» **Exercise prompt**
Pull out each line of the records below that contains the string "query" and copy it. Case counts.

(Items listed in a dataset)
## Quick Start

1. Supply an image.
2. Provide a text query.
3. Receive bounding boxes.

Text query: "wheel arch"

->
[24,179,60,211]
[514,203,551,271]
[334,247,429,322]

» **Exercise output**
2. Provide a text query.
Text query: "wheel arch"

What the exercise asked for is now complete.